**What this task involves:** From the data underneath, reproduce exactly the stretch that begins at the line with "Target: curly hair" and ends after the line with "Identify the bust".

**Material for the task:**
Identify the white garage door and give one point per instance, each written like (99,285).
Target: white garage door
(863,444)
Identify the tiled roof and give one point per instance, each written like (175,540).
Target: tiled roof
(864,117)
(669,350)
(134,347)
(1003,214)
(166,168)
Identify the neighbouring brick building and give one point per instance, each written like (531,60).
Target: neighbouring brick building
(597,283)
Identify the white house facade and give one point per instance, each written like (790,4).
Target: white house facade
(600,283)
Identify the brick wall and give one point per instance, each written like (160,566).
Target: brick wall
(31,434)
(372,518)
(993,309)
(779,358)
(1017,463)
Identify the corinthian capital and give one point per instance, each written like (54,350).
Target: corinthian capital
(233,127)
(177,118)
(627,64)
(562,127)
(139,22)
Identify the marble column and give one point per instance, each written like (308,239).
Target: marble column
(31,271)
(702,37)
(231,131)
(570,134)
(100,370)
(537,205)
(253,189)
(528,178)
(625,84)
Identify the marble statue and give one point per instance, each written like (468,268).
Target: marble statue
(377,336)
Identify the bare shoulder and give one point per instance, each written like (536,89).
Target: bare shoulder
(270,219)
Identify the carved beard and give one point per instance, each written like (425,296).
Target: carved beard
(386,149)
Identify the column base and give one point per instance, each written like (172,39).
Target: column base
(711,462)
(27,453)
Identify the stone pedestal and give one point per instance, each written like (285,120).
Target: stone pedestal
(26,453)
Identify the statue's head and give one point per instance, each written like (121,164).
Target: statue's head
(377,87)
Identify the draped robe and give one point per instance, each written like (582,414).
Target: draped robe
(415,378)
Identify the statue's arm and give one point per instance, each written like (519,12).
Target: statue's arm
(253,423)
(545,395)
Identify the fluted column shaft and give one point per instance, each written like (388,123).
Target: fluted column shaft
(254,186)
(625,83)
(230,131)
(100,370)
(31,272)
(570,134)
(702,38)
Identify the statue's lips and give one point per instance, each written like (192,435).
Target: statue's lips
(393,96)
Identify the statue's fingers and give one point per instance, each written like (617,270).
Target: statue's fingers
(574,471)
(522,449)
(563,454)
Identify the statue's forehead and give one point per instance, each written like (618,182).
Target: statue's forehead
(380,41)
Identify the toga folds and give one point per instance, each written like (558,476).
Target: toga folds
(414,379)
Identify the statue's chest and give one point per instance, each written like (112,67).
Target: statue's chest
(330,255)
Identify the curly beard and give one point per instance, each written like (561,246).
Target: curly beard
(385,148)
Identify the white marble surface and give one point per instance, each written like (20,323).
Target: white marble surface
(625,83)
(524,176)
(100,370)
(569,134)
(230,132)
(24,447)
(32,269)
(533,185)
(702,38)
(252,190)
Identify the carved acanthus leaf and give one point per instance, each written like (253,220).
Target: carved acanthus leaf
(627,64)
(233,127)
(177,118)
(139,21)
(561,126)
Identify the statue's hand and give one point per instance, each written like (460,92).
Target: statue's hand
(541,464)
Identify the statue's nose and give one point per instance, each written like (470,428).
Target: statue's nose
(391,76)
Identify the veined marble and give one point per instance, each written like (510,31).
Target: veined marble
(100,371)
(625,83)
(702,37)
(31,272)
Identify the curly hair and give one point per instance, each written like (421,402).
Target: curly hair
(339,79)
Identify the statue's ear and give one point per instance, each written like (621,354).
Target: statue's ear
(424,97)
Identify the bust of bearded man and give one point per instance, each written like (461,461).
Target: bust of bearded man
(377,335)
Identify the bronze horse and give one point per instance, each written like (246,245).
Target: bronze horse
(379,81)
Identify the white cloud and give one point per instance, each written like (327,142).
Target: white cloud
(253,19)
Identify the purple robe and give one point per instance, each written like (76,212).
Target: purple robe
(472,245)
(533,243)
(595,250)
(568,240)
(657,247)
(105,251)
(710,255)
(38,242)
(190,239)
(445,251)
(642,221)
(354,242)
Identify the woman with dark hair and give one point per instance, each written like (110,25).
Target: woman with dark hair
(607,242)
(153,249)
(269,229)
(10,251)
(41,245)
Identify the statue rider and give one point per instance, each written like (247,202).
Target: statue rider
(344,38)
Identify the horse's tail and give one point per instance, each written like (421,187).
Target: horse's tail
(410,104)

**Result of this exercise:**
Target: curly hair
(339,79)
Identify the statue's ear and give one point per instance, each written like (621,354).
Target: statue's ear
(424,97)
Identify the bust of bearded man and give one point per instance, each written like (461,461).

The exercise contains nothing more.